| To do |
Write out the passage about shame and secrets word for word, in full.

━━━━━ Passage provided

Now, the experience of making that walk of shame away from the girl who blew you off—that’s hardly unusual. In fact, it’s almost cliché. What makes it interesting to me today is not that it happened, it’s how I internalized it. You see, I was already shaky in terms of self-image. For a variety of reasons, I was already damaged. Depressed. One of my most enduring mental images of my childhood was hiding underneath the wet-bar downstairs during a particularly traumatic incident. There were some very ugly years in my family in that time frame.

My parents knew I was in trouble, and put me in therapy. They did everything they could. But enduring shame? It results in secrets. And secrets result in more shame. It’s a vicious cycle. I didn’t talk to my therapist at that time about my shame. I didn’t do it when I went to the vet centers in the early nineties after the war, and I didn’t when I went through therapy for PTSD at the end of the nineties.

━━━━━━━━━━
━━━━━ Dataset records

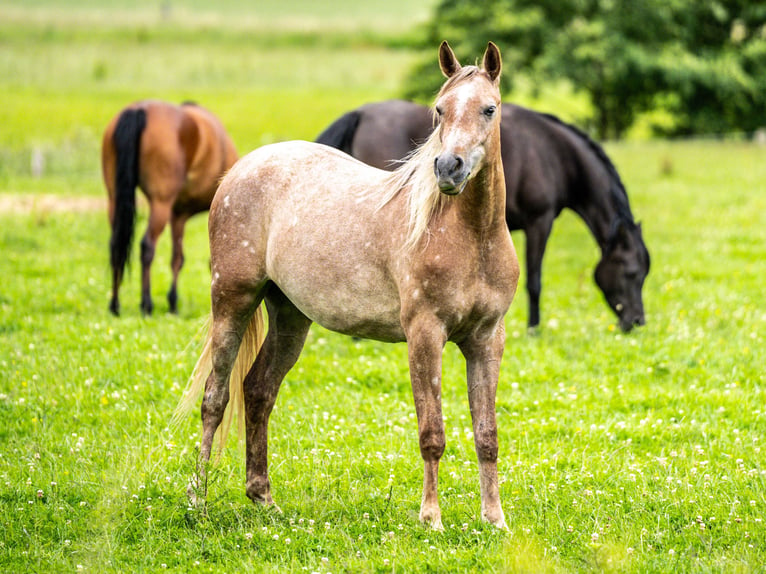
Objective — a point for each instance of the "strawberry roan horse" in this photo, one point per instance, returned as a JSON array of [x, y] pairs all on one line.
[[177, 155], [421, 255]]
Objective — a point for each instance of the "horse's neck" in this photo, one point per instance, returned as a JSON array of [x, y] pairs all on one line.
[[597, 209], [483, 205]]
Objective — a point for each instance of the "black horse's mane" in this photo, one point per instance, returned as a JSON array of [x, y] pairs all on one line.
[[618, 192]]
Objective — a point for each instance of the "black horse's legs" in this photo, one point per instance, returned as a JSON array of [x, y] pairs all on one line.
[[288, 328], [158, 217], [177, 223], [537, 236]]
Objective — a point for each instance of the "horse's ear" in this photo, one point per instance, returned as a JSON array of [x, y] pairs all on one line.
[[493, 63], [447, 60]]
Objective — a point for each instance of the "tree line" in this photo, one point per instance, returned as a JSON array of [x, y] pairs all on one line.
[[701, 61]]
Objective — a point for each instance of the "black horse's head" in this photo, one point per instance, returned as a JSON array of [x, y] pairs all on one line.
[[621, 272]]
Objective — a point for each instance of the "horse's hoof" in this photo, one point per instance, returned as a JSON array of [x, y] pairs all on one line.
[[432, 520], [497, 520]]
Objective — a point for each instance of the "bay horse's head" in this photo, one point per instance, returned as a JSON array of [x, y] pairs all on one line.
[[468, 112], [621, 272]]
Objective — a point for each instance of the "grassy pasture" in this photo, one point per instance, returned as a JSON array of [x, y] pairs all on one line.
[[619, 453]]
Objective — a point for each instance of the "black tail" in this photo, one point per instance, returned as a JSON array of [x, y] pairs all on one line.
[[127, 141], [340, 133]]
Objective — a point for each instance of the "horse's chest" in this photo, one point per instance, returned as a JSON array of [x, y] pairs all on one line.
[[462, 295]]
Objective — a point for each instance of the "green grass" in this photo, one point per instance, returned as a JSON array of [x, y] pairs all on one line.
[[619, 453]]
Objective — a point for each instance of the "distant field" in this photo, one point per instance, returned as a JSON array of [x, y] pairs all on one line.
[[283, 73], [634, 453]]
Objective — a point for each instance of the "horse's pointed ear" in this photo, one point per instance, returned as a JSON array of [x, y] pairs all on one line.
[[493, 63], [447, 60]]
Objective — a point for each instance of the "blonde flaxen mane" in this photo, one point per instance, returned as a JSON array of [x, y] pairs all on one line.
[[416, 176]]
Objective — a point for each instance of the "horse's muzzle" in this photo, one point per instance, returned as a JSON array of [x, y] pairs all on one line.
[[451, 173], [627, 322]]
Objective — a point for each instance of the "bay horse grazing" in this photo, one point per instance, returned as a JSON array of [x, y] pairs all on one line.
[[176, 155], [421, 255], [549, 165]]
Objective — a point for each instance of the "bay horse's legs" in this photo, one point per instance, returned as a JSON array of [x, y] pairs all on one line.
[[177, 223], [483, 354], [114, 305], [426, 338], [537, 237], [288, 328], [159, 213]]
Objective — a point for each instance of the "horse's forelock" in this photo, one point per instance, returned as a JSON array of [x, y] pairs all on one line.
[[416, 174]]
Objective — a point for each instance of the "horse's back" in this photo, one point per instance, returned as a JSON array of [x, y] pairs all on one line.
[[183, 152], [304, 216], [208, 150], [546, 163]]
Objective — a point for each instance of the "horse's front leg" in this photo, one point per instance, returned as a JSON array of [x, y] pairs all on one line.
[[425, 343], [483, 353]]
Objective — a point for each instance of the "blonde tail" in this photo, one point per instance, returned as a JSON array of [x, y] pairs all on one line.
[[248, 350]]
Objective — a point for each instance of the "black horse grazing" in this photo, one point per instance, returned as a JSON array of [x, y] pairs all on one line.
[[549, 165]]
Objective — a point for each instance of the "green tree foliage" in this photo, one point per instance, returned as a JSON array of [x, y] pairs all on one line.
[[704, 61]]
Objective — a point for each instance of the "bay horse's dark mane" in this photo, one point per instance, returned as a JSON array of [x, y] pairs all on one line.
[[617, 191]]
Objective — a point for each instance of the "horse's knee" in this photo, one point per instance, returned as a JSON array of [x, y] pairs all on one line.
[[147, 251], [485, 440], [432, 443]]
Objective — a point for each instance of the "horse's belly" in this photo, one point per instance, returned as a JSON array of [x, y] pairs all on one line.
[[351, 308], [354, 299]]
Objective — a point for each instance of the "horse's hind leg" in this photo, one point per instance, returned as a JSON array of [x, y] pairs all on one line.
[[159, 214], [177, 223], [230, 318], [288, 328]]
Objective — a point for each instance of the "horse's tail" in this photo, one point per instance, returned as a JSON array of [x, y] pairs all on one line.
[[340, 133], [127, 141], [248, 350]]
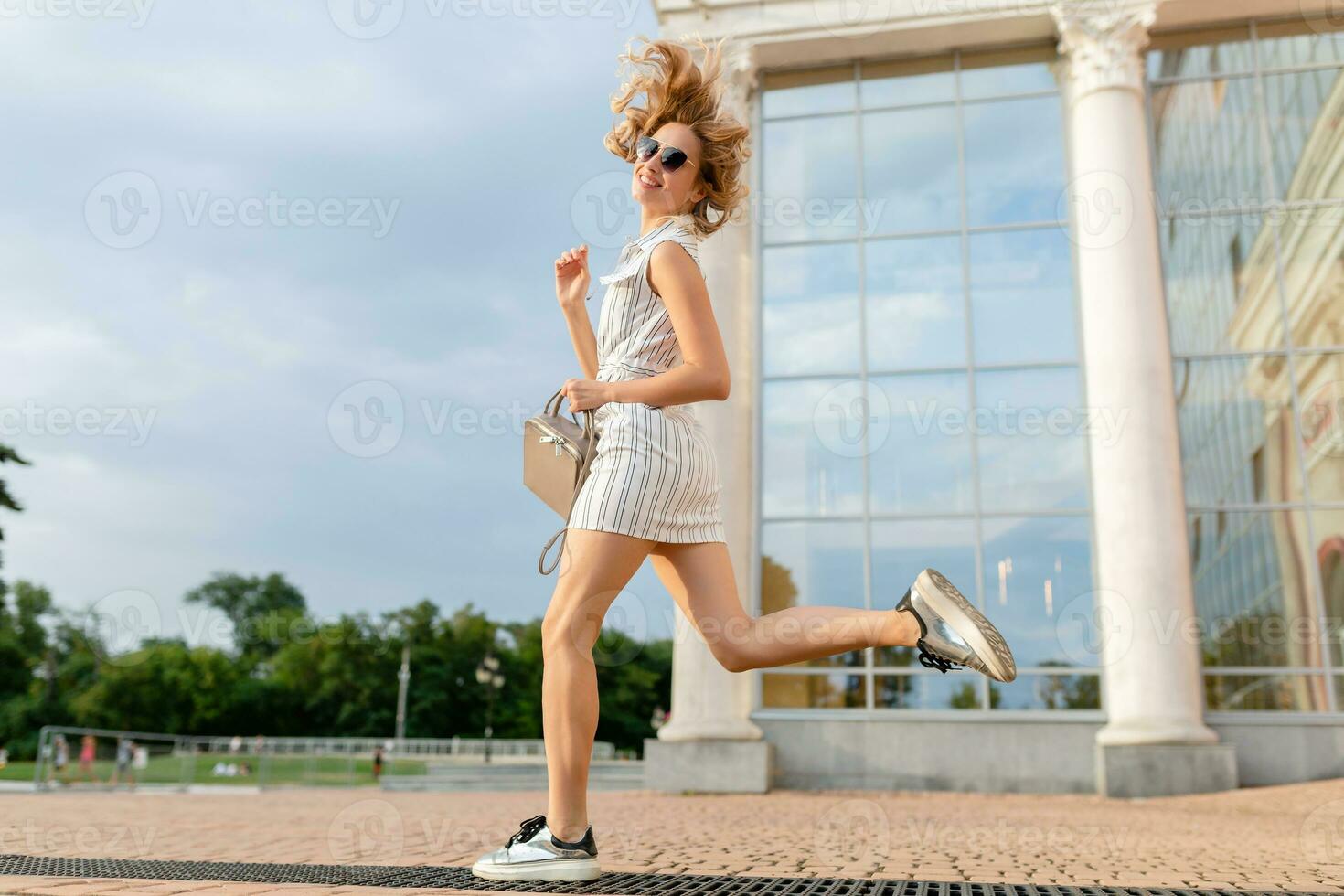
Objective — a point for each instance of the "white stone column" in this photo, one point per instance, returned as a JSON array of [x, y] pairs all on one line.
[[1152, 687], [707, 700]]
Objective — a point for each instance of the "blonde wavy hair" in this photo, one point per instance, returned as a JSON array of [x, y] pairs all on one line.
[[680, 91]]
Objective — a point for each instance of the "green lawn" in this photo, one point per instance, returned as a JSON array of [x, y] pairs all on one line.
[[305, 772]]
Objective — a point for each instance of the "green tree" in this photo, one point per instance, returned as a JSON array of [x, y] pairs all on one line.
[[265, 613]]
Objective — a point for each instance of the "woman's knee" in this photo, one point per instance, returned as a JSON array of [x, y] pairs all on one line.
[[731, 644], [572, 621]]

━━━━━━━━━━

| Written response |
Now, the experience of making that walk of shame away from the girl who blew you off—that’s hardly unusual. In fact, it’s almost cliché. What makes it interesting to me today is not that it happened, it’s how I internalized it. You see, I was already shaky in terms of self-image. For a variety of reasons, I was already damaged. Depressed. One of my most enduring mental images of my childhood was hiding underneath the wet-bar downstairs during a particularly traumatic incident. There were some very ugly years in my family in that time frame.

My parents knew I was in trouble, and put me in therapy. They did everything they could. But enduring shame? It results in secrets. And secrets result in more shame. It’s a vicious cycle. I didn’t talk to my therapist at that time about my shame. I didn’t do it when I went to the vet centers in the early nineties after the war, and I didn’t when I went through therapy for PTSD at the end of the nineties.